What you should do: Retype the passage below on aging, the origin of language, and academic life in full, reproducing every word and punctuation mark unchanged.

Extract:

####################

By forty, you learn to live with yourself; at sixty, you have to bet on yourself, on your own unique set of limitations. You may be able to push them back a little, but you’re surely not going to “transcend” them. Thus I have no choice but to wager that someone like myself–someone too impatient with data to concentrate his energies on any particular subject-matter, notably the details of others’ lives (my last “biographical” book dates from 1974)–can contribute significantly to human thought.
Over twenty years ago I proposed that the origin of language must be conceived as an event because it is the origin of the event-ness that defines human culture. Nowhere in the ever-increasingly volume of language origins research has this idea been refuted: it is simply not taken into account. I am betting that the very unanimity of this neglect shows that it is I, rather than everybody else, who am right.
If the human is indeed defined by a system of exchange that serves to defer violence, there is no difficulty explaining why, in the current context, this definition is not generally adopted. Academic life is elaborately organized to eliminate direct competition: rivals in one’s field are elsewhere, local colleagues are in other fields. Above all, there is no hierarchy: all are specialists, and no one’s work encompasses anyone else’s. Such a system cannot, almost by definition, tolerate an anthropology that insists on the transcendence of nature by the scene of culture focused on the sacred center. The center is a vulnerable place, all the more so when its occupant is no longer crucified but scorned as uncool.

####################

Data entries:
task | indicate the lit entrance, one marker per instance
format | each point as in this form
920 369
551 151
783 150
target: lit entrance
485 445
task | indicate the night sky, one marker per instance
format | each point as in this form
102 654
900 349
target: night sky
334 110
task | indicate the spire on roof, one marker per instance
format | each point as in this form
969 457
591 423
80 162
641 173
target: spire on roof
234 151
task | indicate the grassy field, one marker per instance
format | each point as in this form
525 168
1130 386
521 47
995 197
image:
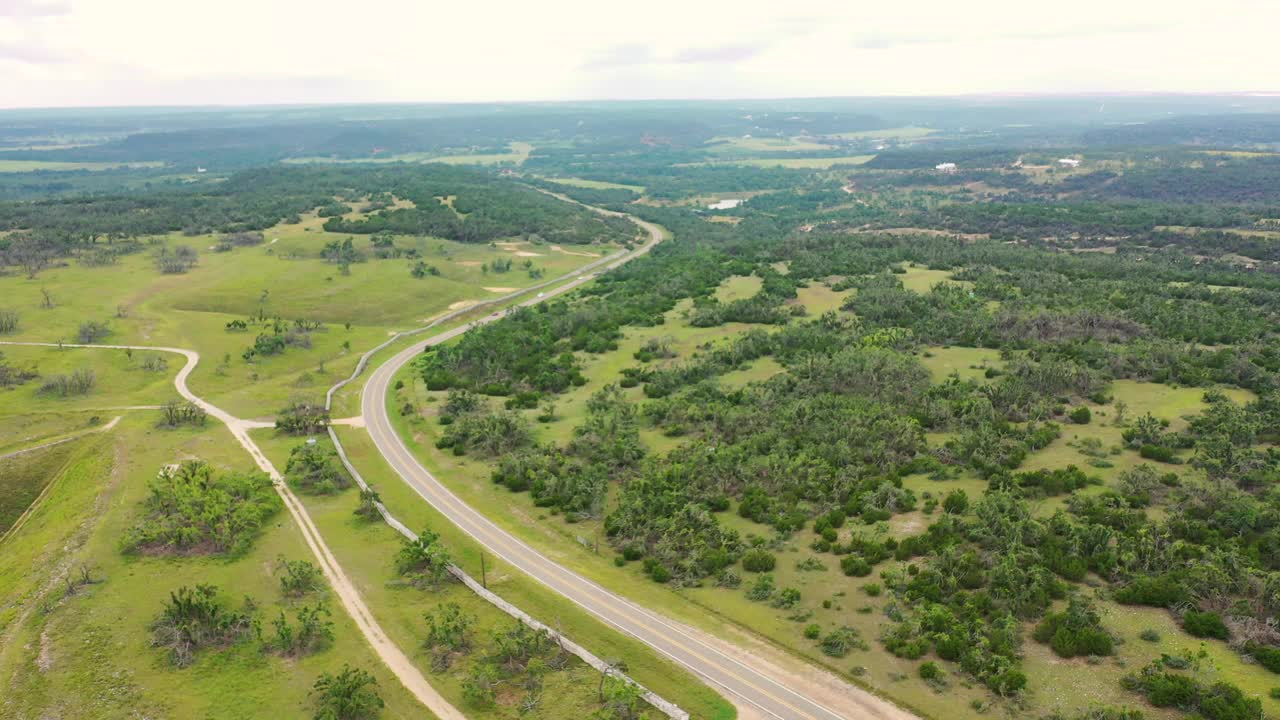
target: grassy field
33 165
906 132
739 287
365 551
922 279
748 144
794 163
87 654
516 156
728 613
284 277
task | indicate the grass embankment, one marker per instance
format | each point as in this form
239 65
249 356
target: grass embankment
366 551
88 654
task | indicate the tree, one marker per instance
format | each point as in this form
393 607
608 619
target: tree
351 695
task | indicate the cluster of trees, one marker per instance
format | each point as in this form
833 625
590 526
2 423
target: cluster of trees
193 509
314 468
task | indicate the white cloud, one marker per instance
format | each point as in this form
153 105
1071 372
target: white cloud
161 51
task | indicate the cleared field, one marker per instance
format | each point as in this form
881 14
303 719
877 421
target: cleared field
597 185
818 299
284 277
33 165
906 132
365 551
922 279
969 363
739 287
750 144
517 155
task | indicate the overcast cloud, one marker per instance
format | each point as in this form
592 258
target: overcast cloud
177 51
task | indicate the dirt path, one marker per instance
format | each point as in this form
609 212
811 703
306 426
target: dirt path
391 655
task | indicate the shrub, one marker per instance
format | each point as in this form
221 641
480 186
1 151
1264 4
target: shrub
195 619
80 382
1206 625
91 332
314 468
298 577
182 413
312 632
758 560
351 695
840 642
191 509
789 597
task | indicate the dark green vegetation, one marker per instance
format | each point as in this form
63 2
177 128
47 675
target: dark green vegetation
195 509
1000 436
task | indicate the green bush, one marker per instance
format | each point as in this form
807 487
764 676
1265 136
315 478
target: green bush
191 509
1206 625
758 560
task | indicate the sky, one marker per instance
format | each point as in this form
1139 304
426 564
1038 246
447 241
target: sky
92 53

####################

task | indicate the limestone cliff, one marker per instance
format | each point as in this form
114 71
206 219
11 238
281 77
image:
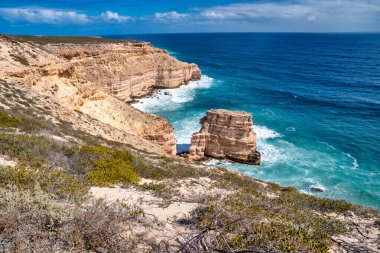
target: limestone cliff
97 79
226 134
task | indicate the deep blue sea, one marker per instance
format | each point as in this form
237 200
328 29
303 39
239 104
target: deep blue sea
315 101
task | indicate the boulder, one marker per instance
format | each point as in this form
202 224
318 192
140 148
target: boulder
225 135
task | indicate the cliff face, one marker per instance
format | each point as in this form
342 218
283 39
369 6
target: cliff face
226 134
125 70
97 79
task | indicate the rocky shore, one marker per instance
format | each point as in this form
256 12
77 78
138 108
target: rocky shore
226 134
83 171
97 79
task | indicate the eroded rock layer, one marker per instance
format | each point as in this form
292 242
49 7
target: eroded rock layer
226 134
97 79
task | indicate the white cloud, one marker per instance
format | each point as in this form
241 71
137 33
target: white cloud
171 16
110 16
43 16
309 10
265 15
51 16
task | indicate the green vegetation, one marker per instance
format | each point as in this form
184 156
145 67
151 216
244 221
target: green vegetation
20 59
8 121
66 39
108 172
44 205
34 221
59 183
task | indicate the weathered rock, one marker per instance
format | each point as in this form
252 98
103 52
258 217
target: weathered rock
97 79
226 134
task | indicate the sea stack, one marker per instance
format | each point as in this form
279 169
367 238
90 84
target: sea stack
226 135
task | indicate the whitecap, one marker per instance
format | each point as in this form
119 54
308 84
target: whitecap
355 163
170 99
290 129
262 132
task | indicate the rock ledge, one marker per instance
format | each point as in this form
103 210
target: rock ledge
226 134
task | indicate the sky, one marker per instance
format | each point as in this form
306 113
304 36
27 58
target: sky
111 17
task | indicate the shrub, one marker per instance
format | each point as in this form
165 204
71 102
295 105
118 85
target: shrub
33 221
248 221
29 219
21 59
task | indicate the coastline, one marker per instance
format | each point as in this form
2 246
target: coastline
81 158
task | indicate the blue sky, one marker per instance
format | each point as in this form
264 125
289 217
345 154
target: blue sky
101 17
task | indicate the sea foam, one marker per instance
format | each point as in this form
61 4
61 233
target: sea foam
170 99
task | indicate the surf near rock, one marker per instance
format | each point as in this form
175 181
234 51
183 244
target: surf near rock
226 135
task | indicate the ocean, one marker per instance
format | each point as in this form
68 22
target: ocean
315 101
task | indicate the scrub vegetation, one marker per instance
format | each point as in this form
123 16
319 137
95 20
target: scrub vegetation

####################

The reply:
By forty, you learn to live with yourself; at sixty, you have to bet on yourself, on your own unique set of limitations. You may be able to push them back a little, but you’re surely not going to “transcend” them. Thus I have no choice but to wager that someone like myself–someone too impatient with data to concentrate his energies on any particular subject-matter, notably the details of others’ lives (my last “biographical” book dates from 1974)–can contribute significantly to human thought.
Over twenty years ago I proposed that the origin of language must be conceived as an event because it is the origin of the event-ness that defines human culture. Nowhere in the ever-increasingly volume of language origins research has this idea been refuted: it is simply not taken into account. I am betting that the very unanimity of this neglect shows that it is I, rather than everybody else, who am right.
If the human is indeed defined by a system of exchange that serves to defer violence, there is no difficulty explaining why, in the current context, this definition is not generally adopted. Academic life is elaborately organized to eliminate direct competition: rivals in one’s field are elsewhere, local colleagues are in other fields. Above all, there is no hierarchy: all are specialists, and no one’s work encompasses anyone else’s. Such a system cannot, almost by definition, tolerate an anthropology that insists on the transcendence of nature by the scene of culture focused on the sacred center. The center is a vulnerable place, all the more so when its occupant is no longer crucified but scorned as uncool.